### Dataset excerpts ###

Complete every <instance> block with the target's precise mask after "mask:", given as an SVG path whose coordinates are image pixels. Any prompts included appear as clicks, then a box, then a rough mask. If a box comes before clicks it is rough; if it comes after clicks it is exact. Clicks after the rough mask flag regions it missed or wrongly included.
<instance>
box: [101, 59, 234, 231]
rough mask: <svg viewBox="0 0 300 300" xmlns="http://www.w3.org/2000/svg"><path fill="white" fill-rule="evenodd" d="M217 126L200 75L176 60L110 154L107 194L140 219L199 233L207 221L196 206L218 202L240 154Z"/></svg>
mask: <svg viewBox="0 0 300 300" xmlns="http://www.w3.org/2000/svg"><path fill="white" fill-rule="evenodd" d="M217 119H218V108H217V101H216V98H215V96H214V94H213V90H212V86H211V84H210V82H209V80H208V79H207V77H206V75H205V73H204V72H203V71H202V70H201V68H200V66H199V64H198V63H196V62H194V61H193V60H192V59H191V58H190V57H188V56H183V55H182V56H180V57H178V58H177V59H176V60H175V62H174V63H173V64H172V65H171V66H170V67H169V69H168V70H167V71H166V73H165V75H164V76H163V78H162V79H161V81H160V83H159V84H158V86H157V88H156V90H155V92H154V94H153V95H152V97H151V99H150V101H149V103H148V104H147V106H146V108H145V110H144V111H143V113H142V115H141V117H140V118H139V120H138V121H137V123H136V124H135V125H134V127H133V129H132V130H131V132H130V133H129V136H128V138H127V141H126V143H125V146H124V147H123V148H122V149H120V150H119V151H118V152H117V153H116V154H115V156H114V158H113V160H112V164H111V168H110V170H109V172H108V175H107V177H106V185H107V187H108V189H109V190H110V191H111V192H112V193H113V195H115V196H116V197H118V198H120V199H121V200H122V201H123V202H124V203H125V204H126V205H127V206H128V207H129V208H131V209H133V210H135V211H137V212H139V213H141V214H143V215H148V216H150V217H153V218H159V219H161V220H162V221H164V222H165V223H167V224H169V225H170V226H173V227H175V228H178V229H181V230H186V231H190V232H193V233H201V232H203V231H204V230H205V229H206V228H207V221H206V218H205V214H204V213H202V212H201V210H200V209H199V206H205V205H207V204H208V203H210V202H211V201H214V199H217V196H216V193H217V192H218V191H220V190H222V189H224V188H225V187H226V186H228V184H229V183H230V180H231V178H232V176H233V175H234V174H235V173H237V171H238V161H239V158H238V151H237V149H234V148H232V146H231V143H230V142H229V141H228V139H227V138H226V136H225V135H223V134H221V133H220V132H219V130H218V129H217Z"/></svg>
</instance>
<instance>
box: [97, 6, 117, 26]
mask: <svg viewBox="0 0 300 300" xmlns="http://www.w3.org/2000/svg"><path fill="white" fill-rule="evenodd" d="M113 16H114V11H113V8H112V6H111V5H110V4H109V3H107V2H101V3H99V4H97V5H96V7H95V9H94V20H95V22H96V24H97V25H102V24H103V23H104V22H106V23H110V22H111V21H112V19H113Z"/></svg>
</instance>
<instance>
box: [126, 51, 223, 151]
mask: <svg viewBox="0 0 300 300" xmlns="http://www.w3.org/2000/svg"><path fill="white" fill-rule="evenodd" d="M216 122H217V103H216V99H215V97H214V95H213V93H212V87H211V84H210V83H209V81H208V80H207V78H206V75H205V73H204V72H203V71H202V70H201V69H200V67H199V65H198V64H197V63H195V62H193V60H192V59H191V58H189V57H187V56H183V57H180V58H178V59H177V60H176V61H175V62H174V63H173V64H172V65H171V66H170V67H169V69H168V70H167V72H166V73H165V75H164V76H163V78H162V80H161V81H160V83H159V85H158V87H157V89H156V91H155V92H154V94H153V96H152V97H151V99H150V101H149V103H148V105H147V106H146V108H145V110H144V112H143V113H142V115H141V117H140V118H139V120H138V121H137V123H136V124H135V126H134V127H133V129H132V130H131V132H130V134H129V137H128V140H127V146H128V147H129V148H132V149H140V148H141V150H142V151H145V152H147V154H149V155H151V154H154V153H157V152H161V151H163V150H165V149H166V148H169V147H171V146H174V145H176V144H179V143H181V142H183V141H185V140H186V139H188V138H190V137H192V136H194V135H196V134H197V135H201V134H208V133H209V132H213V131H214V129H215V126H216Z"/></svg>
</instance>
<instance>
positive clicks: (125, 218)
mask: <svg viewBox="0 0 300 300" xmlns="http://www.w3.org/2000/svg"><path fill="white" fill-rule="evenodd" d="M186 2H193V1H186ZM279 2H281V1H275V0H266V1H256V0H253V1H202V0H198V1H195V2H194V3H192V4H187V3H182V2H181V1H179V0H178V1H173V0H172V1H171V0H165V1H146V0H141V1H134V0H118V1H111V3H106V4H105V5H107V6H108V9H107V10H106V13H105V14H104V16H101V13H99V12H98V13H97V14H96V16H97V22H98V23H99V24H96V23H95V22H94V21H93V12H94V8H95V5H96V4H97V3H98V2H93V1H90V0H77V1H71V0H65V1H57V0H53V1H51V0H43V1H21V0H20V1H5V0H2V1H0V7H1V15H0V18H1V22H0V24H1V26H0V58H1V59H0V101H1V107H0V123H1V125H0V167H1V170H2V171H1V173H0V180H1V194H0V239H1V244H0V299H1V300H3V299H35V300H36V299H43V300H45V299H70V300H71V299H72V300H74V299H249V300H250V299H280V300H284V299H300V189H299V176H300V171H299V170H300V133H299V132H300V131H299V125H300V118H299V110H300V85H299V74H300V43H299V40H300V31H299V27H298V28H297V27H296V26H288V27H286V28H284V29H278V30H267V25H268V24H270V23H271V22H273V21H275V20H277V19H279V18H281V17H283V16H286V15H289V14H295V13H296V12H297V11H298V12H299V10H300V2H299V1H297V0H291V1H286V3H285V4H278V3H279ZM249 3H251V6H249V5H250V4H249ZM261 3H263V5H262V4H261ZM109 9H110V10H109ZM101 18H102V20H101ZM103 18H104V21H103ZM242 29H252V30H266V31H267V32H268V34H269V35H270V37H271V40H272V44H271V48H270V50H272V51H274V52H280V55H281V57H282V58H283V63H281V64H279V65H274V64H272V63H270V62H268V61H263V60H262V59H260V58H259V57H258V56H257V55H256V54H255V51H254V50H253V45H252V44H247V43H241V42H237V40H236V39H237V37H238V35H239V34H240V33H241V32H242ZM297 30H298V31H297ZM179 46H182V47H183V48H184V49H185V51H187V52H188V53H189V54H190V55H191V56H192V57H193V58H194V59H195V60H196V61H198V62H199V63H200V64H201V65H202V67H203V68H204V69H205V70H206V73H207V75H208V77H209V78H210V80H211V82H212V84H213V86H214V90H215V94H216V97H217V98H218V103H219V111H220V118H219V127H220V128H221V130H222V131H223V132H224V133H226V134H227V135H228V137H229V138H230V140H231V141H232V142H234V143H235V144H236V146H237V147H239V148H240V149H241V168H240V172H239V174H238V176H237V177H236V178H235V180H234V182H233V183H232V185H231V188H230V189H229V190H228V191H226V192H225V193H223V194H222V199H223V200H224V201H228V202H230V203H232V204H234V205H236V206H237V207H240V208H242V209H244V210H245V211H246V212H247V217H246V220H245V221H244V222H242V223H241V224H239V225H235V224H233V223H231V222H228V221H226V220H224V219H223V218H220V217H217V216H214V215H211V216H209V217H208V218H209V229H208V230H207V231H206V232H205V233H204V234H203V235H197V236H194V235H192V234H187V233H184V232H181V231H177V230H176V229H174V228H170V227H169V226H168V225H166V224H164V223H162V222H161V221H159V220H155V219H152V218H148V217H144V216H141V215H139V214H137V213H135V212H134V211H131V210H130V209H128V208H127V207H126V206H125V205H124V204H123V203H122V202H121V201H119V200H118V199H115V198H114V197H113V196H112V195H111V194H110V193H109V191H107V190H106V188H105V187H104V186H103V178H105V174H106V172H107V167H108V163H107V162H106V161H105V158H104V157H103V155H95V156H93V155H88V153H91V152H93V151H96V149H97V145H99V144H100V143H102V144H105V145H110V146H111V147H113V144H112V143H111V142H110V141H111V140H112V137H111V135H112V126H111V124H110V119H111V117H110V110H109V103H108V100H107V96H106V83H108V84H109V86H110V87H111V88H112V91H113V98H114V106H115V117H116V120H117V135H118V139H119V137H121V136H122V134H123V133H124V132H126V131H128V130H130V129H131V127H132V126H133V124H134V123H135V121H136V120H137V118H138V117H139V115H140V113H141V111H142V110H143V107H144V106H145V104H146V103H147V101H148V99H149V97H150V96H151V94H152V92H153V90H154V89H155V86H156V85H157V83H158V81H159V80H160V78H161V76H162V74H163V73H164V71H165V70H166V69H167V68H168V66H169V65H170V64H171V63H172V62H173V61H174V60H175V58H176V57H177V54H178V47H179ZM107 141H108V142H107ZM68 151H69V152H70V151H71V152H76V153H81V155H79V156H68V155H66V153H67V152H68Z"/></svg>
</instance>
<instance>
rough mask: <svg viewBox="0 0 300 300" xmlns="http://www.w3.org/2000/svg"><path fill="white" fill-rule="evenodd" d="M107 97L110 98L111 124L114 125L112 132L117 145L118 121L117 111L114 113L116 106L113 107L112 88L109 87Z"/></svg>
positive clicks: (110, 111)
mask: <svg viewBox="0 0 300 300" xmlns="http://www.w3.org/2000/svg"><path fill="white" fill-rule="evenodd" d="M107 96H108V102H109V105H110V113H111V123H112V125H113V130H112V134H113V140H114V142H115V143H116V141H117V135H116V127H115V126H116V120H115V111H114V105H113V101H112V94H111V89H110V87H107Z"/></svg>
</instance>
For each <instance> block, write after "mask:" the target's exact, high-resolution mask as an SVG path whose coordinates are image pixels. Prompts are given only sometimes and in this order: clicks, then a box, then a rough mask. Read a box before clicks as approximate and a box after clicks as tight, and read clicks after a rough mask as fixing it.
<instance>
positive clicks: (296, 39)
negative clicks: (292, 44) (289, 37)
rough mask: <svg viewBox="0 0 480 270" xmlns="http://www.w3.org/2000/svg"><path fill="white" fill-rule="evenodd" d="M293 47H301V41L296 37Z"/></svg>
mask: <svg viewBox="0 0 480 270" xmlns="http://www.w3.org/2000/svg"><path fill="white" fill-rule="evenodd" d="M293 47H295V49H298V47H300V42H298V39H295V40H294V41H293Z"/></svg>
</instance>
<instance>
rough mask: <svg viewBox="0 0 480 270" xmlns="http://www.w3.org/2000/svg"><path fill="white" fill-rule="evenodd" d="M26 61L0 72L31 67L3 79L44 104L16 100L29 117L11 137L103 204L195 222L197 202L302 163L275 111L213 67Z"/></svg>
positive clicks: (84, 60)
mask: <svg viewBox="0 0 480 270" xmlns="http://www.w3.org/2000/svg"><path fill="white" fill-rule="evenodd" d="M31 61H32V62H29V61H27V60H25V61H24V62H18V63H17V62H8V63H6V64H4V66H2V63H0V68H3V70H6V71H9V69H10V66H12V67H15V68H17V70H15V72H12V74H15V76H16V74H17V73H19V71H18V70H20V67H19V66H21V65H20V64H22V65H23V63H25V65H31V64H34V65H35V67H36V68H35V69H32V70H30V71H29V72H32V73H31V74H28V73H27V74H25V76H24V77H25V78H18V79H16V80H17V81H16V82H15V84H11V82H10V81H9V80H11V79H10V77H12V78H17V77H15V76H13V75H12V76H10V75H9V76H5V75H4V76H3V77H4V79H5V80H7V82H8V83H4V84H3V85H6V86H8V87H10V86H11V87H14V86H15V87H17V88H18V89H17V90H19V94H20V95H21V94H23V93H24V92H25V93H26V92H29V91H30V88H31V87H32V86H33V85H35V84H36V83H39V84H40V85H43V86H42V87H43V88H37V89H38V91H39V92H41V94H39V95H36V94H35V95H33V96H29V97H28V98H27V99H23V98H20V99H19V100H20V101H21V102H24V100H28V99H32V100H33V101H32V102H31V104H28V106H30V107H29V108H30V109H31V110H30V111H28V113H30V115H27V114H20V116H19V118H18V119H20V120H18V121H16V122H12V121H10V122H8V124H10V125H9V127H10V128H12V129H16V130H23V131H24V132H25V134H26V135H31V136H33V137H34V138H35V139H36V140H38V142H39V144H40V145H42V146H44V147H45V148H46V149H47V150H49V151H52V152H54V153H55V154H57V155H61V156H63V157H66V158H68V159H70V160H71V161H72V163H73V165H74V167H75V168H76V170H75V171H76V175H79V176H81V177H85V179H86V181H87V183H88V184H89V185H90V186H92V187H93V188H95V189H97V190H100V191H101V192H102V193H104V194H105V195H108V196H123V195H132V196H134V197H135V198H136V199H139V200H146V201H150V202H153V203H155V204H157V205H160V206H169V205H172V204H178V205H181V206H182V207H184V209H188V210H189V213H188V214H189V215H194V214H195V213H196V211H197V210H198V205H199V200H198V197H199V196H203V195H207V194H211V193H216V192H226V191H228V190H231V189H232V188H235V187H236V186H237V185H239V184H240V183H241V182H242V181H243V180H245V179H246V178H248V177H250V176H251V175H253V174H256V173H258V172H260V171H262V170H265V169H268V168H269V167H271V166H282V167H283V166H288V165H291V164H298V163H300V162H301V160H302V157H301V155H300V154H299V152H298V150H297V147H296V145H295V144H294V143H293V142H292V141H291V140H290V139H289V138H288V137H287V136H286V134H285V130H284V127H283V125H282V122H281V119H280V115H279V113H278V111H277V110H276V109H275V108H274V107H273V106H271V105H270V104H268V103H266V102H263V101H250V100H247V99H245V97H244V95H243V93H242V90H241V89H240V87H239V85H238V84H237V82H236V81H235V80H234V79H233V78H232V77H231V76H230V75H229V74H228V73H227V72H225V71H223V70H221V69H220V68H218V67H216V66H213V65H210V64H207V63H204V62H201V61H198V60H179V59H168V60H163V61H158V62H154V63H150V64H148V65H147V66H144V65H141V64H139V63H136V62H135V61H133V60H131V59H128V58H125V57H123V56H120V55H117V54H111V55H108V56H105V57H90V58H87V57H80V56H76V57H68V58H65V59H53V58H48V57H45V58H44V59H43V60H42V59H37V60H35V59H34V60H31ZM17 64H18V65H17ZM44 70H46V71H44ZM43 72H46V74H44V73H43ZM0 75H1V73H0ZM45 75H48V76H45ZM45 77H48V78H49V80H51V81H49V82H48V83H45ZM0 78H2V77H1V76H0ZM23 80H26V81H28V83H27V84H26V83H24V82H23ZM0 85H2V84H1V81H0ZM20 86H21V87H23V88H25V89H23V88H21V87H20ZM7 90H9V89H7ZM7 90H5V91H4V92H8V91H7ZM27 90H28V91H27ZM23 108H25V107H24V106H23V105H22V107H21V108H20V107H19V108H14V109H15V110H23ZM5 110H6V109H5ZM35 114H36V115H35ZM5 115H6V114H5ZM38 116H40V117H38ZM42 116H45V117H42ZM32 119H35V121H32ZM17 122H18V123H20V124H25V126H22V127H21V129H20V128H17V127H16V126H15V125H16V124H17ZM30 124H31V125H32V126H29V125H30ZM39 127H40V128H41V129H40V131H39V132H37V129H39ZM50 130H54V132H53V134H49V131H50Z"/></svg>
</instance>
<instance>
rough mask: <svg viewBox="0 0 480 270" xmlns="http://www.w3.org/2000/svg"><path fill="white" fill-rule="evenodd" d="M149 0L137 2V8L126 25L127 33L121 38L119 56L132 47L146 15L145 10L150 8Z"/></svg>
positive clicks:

###

> [Task statement]
Starting at the line that contains "0L137 2V8L126 25L127", copy every line down to the last line of the records above, exactly as written.

> [Response]
rough mask: <svg viewBox="0 0 480 270" xmlns="http://www.w3.org/2000/svg"><path fill="white" fill-rule="evenodd" d="M149 0L137 2V8L126 25L127 33L121 38L119 56L132 47L146 15L145 10L150 8Z"/></svg>
positive clicks:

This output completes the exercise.